[Directions for this task] Only those lines running from the line that contains "Could you please indicate the dirt" through the end of the material are to be written out, each exactly as shown.

>> Begin Record set

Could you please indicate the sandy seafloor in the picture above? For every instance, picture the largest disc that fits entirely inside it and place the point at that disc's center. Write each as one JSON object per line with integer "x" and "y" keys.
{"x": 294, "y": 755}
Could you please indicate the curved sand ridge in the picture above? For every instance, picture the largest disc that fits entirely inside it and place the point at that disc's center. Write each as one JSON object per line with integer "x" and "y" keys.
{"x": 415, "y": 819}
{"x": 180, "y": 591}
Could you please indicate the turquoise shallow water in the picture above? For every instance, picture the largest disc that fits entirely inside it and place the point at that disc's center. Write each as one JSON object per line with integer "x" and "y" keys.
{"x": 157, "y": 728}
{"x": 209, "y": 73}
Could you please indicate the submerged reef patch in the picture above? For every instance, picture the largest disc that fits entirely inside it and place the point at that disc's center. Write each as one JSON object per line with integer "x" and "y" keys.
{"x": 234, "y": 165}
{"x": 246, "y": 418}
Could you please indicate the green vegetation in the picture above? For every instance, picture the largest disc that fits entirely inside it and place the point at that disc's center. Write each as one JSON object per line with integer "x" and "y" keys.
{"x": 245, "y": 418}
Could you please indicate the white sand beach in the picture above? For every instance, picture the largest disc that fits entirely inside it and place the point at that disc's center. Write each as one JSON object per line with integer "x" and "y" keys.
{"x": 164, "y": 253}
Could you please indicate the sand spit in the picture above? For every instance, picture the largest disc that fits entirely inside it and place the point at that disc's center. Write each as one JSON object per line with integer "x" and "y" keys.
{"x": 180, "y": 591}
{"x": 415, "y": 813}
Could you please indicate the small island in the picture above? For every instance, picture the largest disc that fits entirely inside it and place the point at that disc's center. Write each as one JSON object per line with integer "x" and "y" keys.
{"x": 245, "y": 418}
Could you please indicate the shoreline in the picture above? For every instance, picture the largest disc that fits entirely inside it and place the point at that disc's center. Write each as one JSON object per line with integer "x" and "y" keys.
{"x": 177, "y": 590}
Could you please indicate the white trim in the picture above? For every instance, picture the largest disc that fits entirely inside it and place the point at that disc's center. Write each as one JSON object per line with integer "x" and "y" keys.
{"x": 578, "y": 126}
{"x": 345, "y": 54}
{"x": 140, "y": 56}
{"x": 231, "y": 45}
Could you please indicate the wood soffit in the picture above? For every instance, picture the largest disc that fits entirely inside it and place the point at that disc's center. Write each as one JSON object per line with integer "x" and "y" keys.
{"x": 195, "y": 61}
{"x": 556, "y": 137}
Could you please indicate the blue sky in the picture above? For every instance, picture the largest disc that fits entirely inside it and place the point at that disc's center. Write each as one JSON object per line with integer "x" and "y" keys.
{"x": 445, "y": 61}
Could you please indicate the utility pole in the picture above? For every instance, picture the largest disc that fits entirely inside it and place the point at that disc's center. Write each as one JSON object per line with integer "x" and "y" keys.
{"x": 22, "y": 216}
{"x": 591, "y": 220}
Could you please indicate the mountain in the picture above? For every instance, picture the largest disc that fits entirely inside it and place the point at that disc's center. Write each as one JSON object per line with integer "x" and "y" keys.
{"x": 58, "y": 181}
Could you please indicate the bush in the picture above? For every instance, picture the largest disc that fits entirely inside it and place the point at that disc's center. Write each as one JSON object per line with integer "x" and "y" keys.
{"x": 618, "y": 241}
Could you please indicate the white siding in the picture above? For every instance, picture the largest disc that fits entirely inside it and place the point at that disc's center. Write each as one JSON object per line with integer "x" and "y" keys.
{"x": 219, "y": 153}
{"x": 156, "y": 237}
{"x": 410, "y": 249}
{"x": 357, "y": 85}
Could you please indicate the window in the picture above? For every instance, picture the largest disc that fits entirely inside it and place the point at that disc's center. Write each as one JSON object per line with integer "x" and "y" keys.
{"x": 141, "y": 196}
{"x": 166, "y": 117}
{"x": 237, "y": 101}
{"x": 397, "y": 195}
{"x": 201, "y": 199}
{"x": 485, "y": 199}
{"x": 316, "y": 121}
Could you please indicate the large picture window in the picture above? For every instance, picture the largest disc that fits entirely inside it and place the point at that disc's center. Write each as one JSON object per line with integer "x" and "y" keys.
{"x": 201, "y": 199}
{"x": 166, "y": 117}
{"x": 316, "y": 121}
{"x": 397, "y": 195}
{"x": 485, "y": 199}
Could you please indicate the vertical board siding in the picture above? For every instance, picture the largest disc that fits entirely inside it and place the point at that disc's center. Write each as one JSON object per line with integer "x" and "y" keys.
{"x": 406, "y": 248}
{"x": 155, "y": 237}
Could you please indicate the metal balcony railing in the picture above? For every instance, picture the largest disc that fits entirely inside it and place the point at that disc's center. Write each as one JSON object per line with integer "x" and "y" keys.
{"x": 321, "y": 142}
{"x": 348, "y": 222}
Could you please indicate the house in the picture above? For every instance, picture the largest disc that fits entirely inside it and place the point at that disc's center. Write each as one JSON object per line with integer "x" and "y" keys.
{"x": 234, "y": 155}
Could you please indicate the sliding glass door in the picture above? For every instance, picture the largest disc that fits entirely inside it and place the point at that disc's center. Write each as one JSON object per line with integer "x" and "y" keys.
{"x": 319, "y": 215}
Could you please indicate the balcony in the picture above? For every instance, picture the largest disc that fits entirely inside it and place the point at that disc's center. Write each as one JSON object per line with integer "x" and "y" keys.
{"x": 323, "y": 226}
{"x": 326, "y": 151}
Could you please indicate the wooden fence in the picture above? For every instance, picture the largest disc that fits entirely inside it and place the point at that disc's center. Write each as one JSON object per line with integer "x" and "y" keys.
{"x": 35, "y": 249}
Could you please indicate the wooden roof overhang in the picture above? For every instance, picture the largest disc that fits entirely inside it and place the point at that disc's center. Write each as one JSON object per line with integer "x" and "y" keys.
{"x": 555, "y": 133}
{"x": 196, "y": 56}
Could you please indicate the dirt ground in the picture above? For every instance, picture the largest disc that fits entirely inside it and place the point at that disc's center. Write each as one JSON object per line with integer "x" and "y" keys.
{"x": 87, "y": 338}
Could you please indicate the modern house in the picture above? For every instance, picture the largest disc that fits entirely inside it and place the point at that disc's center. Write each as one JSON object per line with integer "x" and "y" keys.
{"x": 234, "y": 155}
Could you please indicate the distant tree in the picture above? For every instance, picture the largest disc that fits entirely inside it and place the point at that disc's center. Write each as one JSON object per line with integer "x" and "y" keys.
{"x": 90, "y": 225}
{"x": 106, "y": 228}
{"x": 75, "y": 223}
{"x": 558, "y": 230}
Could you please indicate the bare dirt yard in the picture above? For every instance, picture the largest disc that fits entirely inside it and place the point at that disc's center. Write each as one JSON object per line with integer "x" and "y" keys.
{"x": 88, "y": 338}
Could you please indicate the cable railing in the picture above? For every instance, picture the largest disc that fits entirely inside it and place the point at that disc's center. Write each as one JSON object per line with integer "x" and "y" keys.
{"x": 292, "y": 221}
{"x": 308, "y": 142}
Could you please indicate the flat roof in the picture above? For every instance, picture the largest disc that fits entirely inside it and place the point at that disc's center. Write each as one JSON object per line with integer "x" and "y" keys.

>> End Record set

[Problem solution]
Could you please indicate the dirt ground in the picture above? For every instance, picture the largest disc that fits entirely inside it and place the point at that disc's center. Write each as one JSON object per line with integer "x" and "y" keys.
{"x": 87, "y": 338}
Could you please indicate the modern house in the picture above? For every instance, picture the largest disc that fits entirely inside it and place the point at that disc's center. Write each as one JSON object per line with integer "x" and "y" keys.
{"x": 234, "y": 155}
Could you please indicate the distant tree in the picture above? For every instance, picture the largest disc that fits entirely inside it and place the point at that disc's center. Write each as one JSON object per line with integer "x" and "y" keys.
{"x": 90, "y": 225}
{"x": 106, "y": 228}
{"x": 75, "y": 223}
{"x": 558, "y": 230}
Could you please indicate the bare dirt yard in the picture above? For every instance, picture the largest disc that fits entirely inside it and place the point at that disc's center. Write each as one JSON object per line with integer "x" and "y" keys.
{"x": 88, "y": 338}
Could you please indicate the cable railing in the picture above? For every instance, picture the largest disc that fits entirely inside it and place the point at that disc's center. Write each as one JSON object per line with integer "x" and "y" keys.
{"x": 292, "y": 221}
{"x": 308, "y": 142}
Could you please indicate the flat roof in the picture above? For every instance, picture the largest disc that fits entirely inside it and place the point at that disc's center. Write each as one JSON object per line with integer "x" and "y" keys.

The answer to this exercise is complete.